- Dataset rows
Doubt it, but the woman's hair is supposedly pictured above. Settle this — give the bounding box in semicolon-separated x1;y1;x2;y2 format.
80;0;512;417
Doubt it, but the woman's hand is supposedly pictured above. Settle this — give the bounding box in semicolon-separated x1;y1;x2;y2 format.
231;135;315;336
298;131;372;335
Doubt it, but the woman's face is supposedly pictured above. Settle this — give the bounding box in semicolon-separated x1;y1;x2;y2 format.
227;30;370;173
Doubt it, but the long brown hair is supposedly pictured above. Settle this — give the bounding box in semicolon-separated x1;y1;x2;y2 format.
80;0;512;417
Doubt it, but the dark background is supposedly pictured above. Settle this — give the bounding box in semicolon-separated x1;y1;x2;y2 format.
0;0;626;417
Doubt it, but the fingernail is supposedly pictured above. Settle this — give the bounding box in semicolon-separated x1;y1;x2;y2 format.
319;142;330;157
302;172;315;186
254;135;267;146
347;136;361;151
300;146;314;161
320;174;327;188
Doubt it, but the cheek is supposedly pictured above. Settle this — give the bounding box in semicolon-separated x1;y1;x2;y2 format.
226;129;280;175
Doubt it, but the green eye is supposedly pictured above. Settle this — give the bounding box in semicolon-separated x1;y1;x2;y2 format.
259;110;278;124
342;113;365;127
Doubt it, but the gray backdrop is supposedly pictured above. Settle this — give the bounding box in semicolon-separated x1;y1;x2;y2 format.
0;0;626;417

- Exercise directions
Rewrite all of the records above as a Markdown table with the columns Row and Line. Number each line in order and leave out any blank lines.

- Response
| Row | Line |
|---|---|
| 1 | Doubt it, but the woman's hair is supposedly pictured above. Settle this — give the bounding box in semicolon-separated x1;y1;x2;y2 format. |
| 2 | 80;0;512;417 |
| 3 | Doubt it, but the woman's hand is supposedly pictured above. Settle this — give the bounding box in semicolon-separated x1;y1;x2;y2 format. |
| 4 | 231;135;315;336 |
| 5 | 298;131;372;335 |
| 6 | Doubt it, but the woman's face is supposedly pictured above. Settle this — give the bounding box in semicolon-separated x1;y1;x2;y2 format. |
| 7 | 227;30;370;173 |
| 8 | Doubt it, but the long brown hair is supposedly pictured above. Settle this — give the bounding box in semicolon-separated x1;y1;x2;y2 format. |
| 9 | 80;0;512;417 |
| 10 | Doubt it, but the dark background is supposedly pictured above. Settle this — give the bounding box in semicolon-separated x1;y1;x2;y2 format. |
| 11 | 0;0;626;417 |
| 12 | Doubt it, but the fingernail is supposedly pictured above. Settle this — give the bounding box in semicolon-separated x1;y1;x2;y2 format. |
| 13 | 319;142;330;157 |
| 14 | 302;172;315;186 |
| 15 | 254;135;267;146 |
| 16 | 347;136;361;151 |
| 17 | 300;146;314;161 |
| 18 | 320;174;327;188 |
| 19 | Doubt it, but the cheek is supposedly pictured above. Settle this — give the bounding box in semicolon-separated x1;y1;x2;y2 format. |
| 20 | 226;129;280;175 |
| 21 | Doubt it, but the green eye is supposedly pictured above. Settle this — give the bounding box in semicolon-separated x1;y1;x2;y2 format. |
| 22 | 259;110;278;124 |
| 23 | 342;113;365;127 |
| 24 | Doubt it, but the gray backdrop is supposedly pictured above. Settle this — give the bounding box in semicolon-separated x1;y1;x2;y2 format. |
| 25 | 0;0;626;417 |